[Data for this task]
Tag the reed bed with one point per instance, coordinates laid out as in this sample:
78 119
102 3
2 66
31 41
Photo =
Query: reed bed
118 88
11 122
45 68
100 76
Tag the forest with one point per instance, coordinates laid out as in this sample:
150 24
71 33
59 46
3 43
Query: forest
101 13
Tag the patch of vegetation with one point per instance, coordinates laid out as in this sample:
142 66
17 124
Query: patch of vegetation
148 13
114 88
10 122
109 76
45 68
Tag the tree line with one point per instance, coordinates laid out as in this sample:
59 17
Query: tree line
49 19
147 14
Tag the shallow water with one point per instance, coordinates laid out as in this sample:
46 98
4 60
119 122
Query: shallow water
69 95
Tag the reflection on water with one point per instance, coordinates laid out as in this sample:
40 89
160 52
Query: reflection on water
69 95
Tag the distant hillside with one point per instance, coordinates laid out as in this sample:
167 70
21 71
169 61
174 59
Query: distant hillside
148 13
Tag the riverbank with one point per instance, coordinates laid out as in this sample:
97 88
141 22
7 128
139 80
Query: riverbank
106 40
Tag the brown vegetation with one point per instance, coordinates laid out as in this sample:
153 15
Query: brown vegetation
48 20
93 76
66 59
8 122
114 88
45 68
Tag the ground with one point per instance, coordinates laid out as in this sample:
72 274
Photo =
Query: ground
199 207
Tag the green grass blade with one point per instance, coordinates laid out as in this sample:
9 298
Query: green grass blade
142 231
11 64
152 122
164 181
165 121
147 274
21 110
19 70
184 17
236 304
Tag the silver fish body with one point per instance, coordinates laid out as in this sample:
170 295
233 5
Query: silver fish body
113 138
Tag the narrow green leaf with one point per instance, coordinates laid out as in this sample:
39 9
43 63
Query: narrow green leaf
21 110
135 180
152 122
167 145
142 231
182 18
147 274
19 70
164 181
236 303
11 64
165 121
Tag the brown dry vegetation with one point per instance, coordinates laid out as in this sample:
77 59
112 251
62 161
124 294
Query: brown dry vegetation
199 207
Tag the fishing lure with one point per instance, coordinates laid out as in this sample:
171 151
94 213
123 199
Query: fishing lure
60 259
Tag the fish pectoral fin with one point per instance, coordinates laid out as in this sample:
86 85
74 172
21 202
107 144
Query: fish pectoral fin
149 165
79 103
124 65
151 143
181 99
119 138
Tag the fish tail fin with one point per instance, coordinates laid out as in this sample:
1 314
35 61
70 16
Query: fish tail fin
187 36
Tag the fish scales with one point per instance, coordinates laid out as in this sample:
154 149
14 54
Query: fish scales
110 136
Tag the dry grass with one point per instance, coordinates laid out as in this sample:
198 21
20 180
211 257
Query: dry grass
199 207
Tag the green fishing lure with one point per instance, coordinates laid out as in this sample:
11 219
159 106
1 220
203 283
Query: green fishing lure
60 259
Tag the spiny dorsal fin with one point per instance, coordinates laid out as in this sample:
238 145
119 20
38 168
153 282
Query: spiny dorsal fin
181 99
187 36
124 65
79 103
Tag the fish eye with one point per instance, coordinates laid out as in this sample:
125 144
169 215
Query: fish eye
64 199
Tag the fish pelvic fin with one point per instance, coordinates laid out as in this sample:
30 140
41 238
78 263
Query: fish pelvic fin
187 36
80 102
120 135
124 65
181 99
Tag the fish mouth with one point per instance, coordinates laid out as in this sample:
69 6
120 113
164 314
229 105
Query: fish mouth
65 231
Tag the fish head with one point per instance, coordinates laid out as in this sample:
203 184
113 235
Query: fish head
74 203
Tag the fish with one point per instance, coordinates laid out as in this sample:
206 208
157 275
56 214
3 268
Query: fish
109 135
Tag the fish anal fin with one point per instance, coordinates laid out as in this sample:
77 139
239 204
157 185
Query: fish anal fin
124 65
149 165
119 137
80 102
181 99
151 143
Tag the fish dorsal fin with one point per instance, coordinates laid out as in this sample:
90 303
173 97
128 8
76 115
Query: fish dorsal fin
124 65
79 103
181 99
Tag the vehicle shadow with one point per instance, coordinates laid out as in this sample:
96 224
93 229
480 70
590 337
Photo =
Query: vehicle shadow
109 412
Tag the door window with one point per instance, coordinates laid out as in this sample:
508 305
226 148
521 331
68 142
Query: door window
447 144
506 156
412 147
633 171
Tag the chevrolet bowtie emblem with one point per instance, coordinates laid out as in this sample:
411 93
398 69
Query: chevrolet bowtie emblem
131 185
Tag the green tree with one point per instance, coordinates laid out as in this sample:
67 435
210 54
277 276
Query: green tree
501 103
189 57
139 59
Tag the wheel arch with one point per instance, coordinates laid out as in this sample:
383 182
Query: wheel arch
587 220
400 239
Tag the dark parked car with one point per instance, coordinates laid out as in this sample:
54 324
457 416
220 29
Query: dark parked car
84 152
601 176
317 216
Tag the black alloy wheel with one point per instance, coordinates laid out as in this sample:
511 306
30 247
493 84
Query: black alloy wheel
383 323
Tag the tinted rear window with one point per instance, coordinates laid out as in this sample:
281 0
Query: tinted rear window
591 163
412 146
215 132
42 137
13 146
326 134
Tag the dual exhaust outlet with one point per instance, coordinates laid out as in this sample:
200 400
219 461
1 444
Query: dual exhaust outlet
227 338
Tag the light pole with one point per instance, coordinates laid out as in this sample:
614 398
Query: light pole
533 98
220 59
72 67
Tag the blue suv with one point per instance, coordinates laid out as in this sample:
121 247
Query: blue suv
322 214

[What to work on] Please restate the material above exactly, line by line.

[Answer to the problem]
Tag the reed bed with one point per instance, coordinates laid out as in this sample:
78 119
102 3
2 66
31 41
Photo =
Query: reed bed
118 88
11 122
45 68
100 76
Tag the forest with one point per instance, coordinates laid out as in this sample:
150 24
71 33
59 46
3 43
Query: forest
101 13
Tag the patch of vegetation with one point per instance, coordinates laid out as in this sample:
142 66
17 124
Query: patch of vegetation
148 13
114 88
10 122
109 76
45 68
Tag the tree line with one point per instance, coordinates laid out as in this sample:
59 17
Query: tree line
49 19
147 14
Tag the shallow water with one point per instance, coordinates laid out as in this sample:
46 98
4 60
119 122
Query: shallow water
69 95
Tag the reflection on water with one point per instance, coordinates laid out as in this sample:
40 89
160 52
Query: reflection on water
69 95
Tag the distant hillside with one point per instance, coordinates laid out as in this sample:
167 70
21 71
169 61
174 59
Query: distant hillside
148 13
Tag the riverbank with one point per instance, coordinates laid out as in this sample:
97 88
141 22
7 128
139 80
Query: riverbank
106 40
Tag the brown vegetation with one point per instance, coordinates laid out as in this sample:
153 15
Query: brown vegetation
48 20
93 76
66 59
8 122
114 88
45 68
Tag the ground with one point per instance, coordinates laid out as in this sample:
72 274
Photo =
Query: ground
199 207
Tag the green grass blade with one point per instance, coordinates laid out as in this sample:
9 298
Query: green grass blade
142 231
11 64
152 122
164 181
165 121
147 274
21 110
19 70
184 17
236 304
Tag the silver fish body with one point per instance, coordinates laid out as in this sample:
170 295
233 5
Query: silver fish body
113 138
Tag the narrow green leaf with one point per instance, coordinates laid out as in this sample:
39 9
43 63
Query: narrow green leaf
21 110
135 180
152 122
167 145
142 231
182 18
147 274
19 70
164 181
236 303
11 64
165 121
Tag the brown dry vegetation with one point per instance, coordinates laid out as in this sample:
77 59
112 251
62 161
124 294
Query: brown dry vegetation
199 207
Tag the fishing lure with one point per instance, coordinates laid out as in this sample:
171 151
94 213
123 199
Query: fishing lure
60 259
Tag the fish pectoral fin with one point per instance, coordinates laid out as in this sample:
86 85
74 172
21 202
107 144
Query: fish pectoral fin
149 165
79 103
124 65
151 143
181 99
119 138
Tag the fish tail fin with one point per instance, coordinates laid out as in this sample:
1 314
35 61
70 16
Query: fish tail fin
187 36
Tag the fish scales with one point per instance, coordinates laid out as in this sample:
154 149
14 54
Query: fish scales
110 136
Tag the dry grass with one point per instance, coordinates laid out as in this sample:
198 21
20 180
211 257
Query: dry grass
199 207
Tag the green fishing lure with one point per instance, coordinates laid out as in this sample:
11 219
159 106
1 220
203 283
Query: green fishing lure
60 259
Tag the spiny dorsal fin with one point per instance, coordinates laid out as in this sample:
238 145
119 20
38 168
153 282
Query: spiny dorsal fin
181 99
187 36
124 65
79 103
Tag the fish eye with one point per instance, coordinates laid out as in this sample:
125 144
169 215
Query: fish eye
64 199
Tag the fish pelvic fin with one point per instance, coordinates laid out as in this sample:
30 140
41 238
78 263
Query: fish pelvic fin
187 36
80 102
120 135
124 65
181 99
Tag the fish mouth with one point per instance, coordinates laid out as in this sample:
69 6
120 113
164 314
229 105
Query: fish mouth
65 231
Tag the fish head with one point per instance, coordinates laid out as in this sample:
203 184
113 235
Query: fish head
74 203
Tag the fish with one point per instance, coordinates laid out as in this sample:
206 208
157 275
56 214
3 268
Query: fish
109 135
Tag the fish anal fin with one point per instance, coordinates laid out as in this sample:
77 139
239 204
157 185
Query: fish anal fin
124 65
149 165
119 137
80 102
181 99
151 143
Tag the fish dorsal fin with one point per instance, coordinates laid out as in this sample:
90 303
173 97
128 8
76 115
Query: fish dorsal fin
124 65
79 103
181 99
Tag the vehicle shadow with one point per instance, coordinates laid out as in this sample:
96 224
93 229
480 70
590 337
Photo =
Query: vehicle shadow
109 412
Tag the door window with one point per instance, coordinates laid out as in this sample:
508 305
226 148
521 331
68 142
Query: door window
447 144
506 156
412 147
633 171
Tag the chevrolet bowtie emblem with one point per instance, coordinates laid out as in this sample:
411 93
398 69
Query: chevrolet bowtie emblem
131 185
Tag the green tree with one point per instance, coordinates laid out as in this sample:
67 435
210 54
277 276
Query: green tree
501 103
189 57
139 59
Tag the wheel arch with one point per instance, coordinates laid out as in this sample:
383 182
Query: wheel arch
587 220
400 239
Tag the dark parked car with one point per instance, coordinates laid out as in this sample:
54 324
457 416
220 29
Query: dark parked car
84 152
601 176
317 216
Tag the black alloy wheel with one point per instance, coordinates laid out as in this sample:
511 306
30 247
493 84
Query: black alloy wheel
383 323
Tag the tinted rear window with one point per instance, coordinates laid out as in this sample:
281 0
Query: tinted rear window
591 163
412 146
215 132
42 137
13 146
326 134
Tag the dual exhaust outlet with one point per instance, coordinates laid out as in this sample:
200 400
219 461
1 444
Query: dual exhaust outlet
227 338
Tag the light pole with one point per instance, coordinates laid out as in this sample:
614 398
Query: light pole
533 98
220 59
72 67
Tag the blue suv with one point per instance, coordinates laid out as in this sample:
121 247
Query: blue suv
322 214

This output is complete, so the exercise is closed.